## Travail demandé
Dans l'article ci-dessous sur les frappes israéliennes contre l'Iran, recopiez à l'identique tout le passage qui va de « Avec le retour » jusqu'à « déjà répondu négativement. ».

## Extrait du document

Israël bombarde l’Iran: le risque d’une guerre perpétuelle
Israël a bombardé cette nuit des installations nucléaires et militaires iraniennes, tuant le chef des Gardiens de la Révolution et des savants iraniens

La surprise n’est pas venue des bombardements eux-mêmes -cela fait des années qu’Israël planifie une telle opération-, mais du moment.
Les États-Unis parlent d’une action « unilatérale », mais il semble peu vraisemblable qu’ils n’aient pas donné au minimum un accord tacite.
L’émissaire américain Steve Witkoff, un proche de Trump, devait rencontrer ce dimanche au Sultanat d’Oman le ministre iranien des Affaires étrangères, Abbas Araghchi. Une rencontre de la dernière chance pour conclure un nouvel accord sur le nucléaire. Les informations des dernières 24 heures sur une possible attaque israélienne ressemblaient à une pression maximale sur Téhéran à la veille de ce rendez-vous.
Alors que chacun dans la région se prépare à la riposte iranienne, la question se pose donc du rôle des États-Unis. Marco Rubio, le chef de la diplomatie américaine, a aussitôt déclaré que Washington n’était pas impliqué dans l’attaque israélienne qu’il a qualifiée d’« unilatérale ». Mais cette déclaration semble surtout destinée à protéger les installations américaines dans la région de possibles représailles iraniennes.
Il semble largement improbable qu’Israël se soit lancé dans cette opération risquée contre les installations militaires et nucléaires iraniennes sans le feu vert, au moins tacite, de Washington.
Il faut remonter en arrière pour le comprendre : lors des deux brèves confrontations entre l’Iran et Israël l’an dernier, le gouvernement de Biden avait interdit à Israël de frapper les installations nucléaires et pétrolières iraniennes. Israël a besoin du renseignement et de la couverture américaine pour de telles opérations.
Avec le retour de Donald Trump, Benyamin Netanyahou, le premier ministre israélien, a relancé son projet de destruction du programme nucléaire iranien
Mais le président américain a initialement choisi d’ouvrir une négociation avec Téhéran, au grand dam d’Israël. Les négociations ont abouti à une impasse sur le principal point de désaccord : la demande américaine d’arrêt de l’enrichissement d’uranium par l’Iran. Téhéran a déjà répondu négativement.
Hier, l’Agence internationale de l’énergie atomique, l’organisation onusienne spécialisée, a condamné pour la première fois en vingt ans l’Iran pour « non-respect » de ses obligations nucléaires. En clair, l’Iran enrichit l’uranium à un niveau qui permet de fabriquer l’arme atomique. Israël de son côté, affirme avoir présenté aux Américains la preuve que l’Iran est sur le point d’accéder au seuil nucléaire, ce que Trump veut à tout prix éviter pendant son mandat, lui qui a cassé en 2018 l’Accord avec Téhéran sans avoir trouvé d’alternative.
Les frappes israéliennes ont cette fois été importantes, à la fois des cibles individuelles comme le chef des Gardiens de la Révolution, le général Hossein Salami, tué cette nuit, ainsi que des savants du programme nucléaire, et contre des installations d’enrichissement d’uranium connues comme Natanz, à 250 km de Téhéran.
L’Iran ne peut pas ne pas riposter, mais tout dépendra de ses cibles
S’il s’en prend aux bases américaines en Irak et dans le Golfe ou aux installations pétrolières saoudiennes ou émiraties, on entrera dans une logique d’escalade qui n’en restera pas là. L’alternative serait une riposte symbolique, pour limiter les dégâts et sauver le régime iranien. Dans ce cas, Israël pourra se féliciter d’avoir gagné du temps et repoussé l’échéance nucléaire.
Alors que Gaza continue d’être sous le feu israélien, l’ouverture d’un front avec l’Iran montre que la logique de guerre reste la norme au Moyen-Orient. Israël a la supériorité militaire et le démontre, au risque de s’enfermer dans la guerre perpétuelle.

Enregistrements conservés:
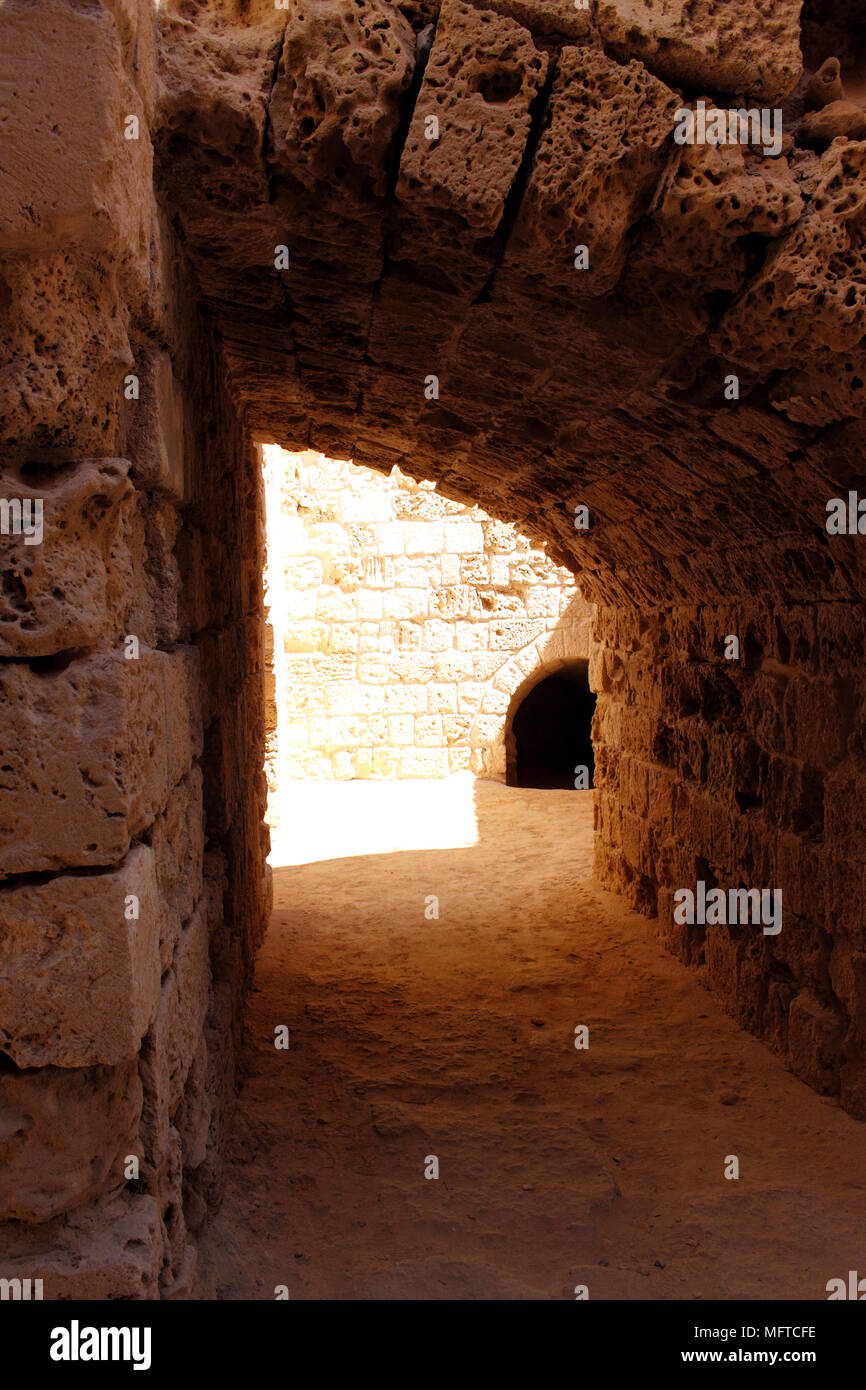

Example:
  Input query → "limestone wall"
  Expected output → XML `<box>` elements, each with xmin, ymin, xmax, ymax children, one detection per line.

<box><xmin>591</xmin><ymin>603</ymin><xmax>866</xmax><ymax>1118</ymax></box>
<box><xmin>0</xmin><ymin>0</ymin><xmax>268</xmax><ymax>1300</ymax></box>
<box><xmin>265</xmin><ymin>450</ymin><xmax>592</xmax><ymax>810</ymax></box>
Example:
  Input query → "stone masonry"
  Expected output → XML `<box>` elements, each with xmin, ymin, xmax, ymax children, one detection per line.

<box><xmin>265</xmin><ymin>450</ymin><xmax>592</xmax><ymax>806</ymax></box>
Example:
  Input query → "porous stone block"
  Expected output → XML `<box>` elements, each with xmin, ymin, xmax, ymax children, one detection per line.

<box><xmin>0</xmin><ymin>0</ymin><xmax>152</xmax><ymax>269</ymax></box>
<box><xmin>0</xmin><ymin>459</ymin><xmax>132</xmax><ymax>657</ymax></box>
<box><xmin>124</xmin><ymin>352</ymin><xmax>185</xmax><ymax>502</ymax></box>
<box><xmin>150</xmin><ymin>765</ymin><xmax>204</xmax><ymax>970</ymax></box>
<box><xmin>596</xmin><ymin>0</ymin><xmax>802</xmax><ymax>101</ymax></box>
<box><xmin>0</xmin><ymin>845</ymin><xmax>161</xmax><ymax>1068</ymax></box>
<box><xmin>505</xmin><ymin>47</ymin><xmax>678</xmax><ymax>297</ymax></box>
<box><xmin>395</xmin><ymin>0</ymin><xmax>548</xmax><ymax>292</ymax></box>
<box><xmin>268</xmin><ymin>0</ymin><xmax>414</xmax><ymax>203</ymax></box>
<box><xmin>0</xmin><ymin>1194</ymin><xmax>163</xmax><ymax>1301</ymax></box>
<box><xmin>140</xmin><ymin>898</ymin><xmax>210</xmax><ymax>1169</ymax></box>
<box><xmin>0</xmin><ymin>1061</ymin><xmax>142</xmax><ymax>1222</ymax></box>
<box><xmin>0</xmin><ymin>648</ymin><xmax>193</xmax><ymax>876</ymax></box>
<box><xmin>0</xmin><ymin>252</ymin><xmax>135</xmax><ymax>461</ymax></box>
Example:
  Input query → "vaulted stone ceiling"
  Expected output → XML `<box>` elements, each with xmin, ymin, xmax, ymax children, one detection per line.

<box><xmin>157</xmin><ymin>0</ymin><xmax>866</xmax><ymax>606</ymax></box>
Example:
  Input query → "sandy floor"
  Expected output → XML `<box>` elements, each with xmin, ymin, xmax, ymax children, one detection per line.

<box><xmin>195</xmin><ymin>778</ymin><xmax>866</xmax><ymax>1300</ymax></box>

## Réponse attendue
Avec le retour de Donald Trump, Benyamin Netanyahou, le premier ministre israélien, a relancé son projet de destruction du programme nucléaire iranien
Mais le président américain a initialement choisi d’ouvrir une négociation avec Téhéran, au grand dam d’Israël. Les négociations ont abouti à une impasse sur le principal point de désaccord : la demande américaine d’arrêt de l’enrichissement d’uranium par l’Iran. Téhéran a déjà répondu négativement.